Start of Reading passage

The fourth paper is “Frequent Item Computations on a Chip” by Jens Teubner, René Müller, and Gustavo Alonso. This study investigates a fundamental redesign of CPU-based algorithms to compute frequent item sets using field-programmable gate arrays (FPGA). It shows these designs to be beneficial by enhancing performance while reducing energy consumption. Moreover, it analyzes different FPGA features to quantify how a feature trades performance for scalability.
Location-based services are addressed in “Continuous Monitoring of Distance-Based Queries” by Muhammad Aamir Cheema, Ljiljana Brankovic, Xuemin Lin, Wenjie Zhang, and Wei Wang. This study focuses on distance-based range queries issued by devices that continuously change their location in a euclidean space. The concept of a “safe zone” is introduced for efficient processing of queries, and techniques to compute it efficiently are detailed. This approach is empirically found to be close to optimal and significantly faster than straightforward solution techniques.
The sixth paper is “Differential Privacy via Wavelet Transforms” by Xiaokui Xiao, Guozhang Wang, and Johannes Gehrke. An epsilon-differential privacy-preserving data publishing technique that provides accurate answers for count queries with range predicates is presented. The primary insight is to apply wavelet transforms on the data prior to adding noise. This study shows the effectiveness and efficiency of its proposed solution using both real and synthetic data.
Finally, a formal definition of Reverse Top-k queries is provided in “Monochromatic and Bichromatic Reverse Top-k Queries” by Akrivi Vlachou, Christos Doulkeridis, Yannis Kotidis, and Kjetil Nørvåg. Using this definition, queries are classified into two categories and customized query processing techniques are designed for each category. Experimental results are presented to demonstrate that these techniques reduce the required number of computations by orders of magnitude.
This special section was put together under tight deadlines, and we wish to express our heartfelt thanks to the authors and reviewers for their cooperation and responsiveness in this effort. Our deep appreciation also goes to the program committee, organizing committee, and participants of ICDE 2010 for making the conference eminently enjoyable and technically outstanding.
Jayant R. Haritsa

End of Reading passage
Start of Material

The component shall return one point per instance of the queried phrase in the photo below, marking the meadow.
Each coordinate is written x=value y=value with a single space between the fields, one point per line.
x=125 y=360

End of Material

Set tasks ::
- 1) Answer these questions using the special section introduction above:
(a) What does the study "Frequent Item Computations on a Chip" use to compute frequent item sets?
(b) In the differential privacy paper, what is applied to the data before noise is added?
(c) Which conference's committees and participants are thanked?
- 2) Rewrite the part of the special section introduction starting at "This special section" and ending at "and technically outstanding.", with "heartfelt" changed to "sincere".

Solved tasks ::
- 1)
(a) Field-programmable gate arrays (FPGA)
(b) Wavelet transforms
(c) ICDE 2010

- 2)
This special section was put together under tight deadlines, and we wish to express our sincere thanks to the authors and reviewers for their cooperation and responsiveness in this effort. Our deep appreciation also goes to the program committee, organizing committee, and participants of ICDE 2010 for making the conference eminently enjoyable and technically outstanding.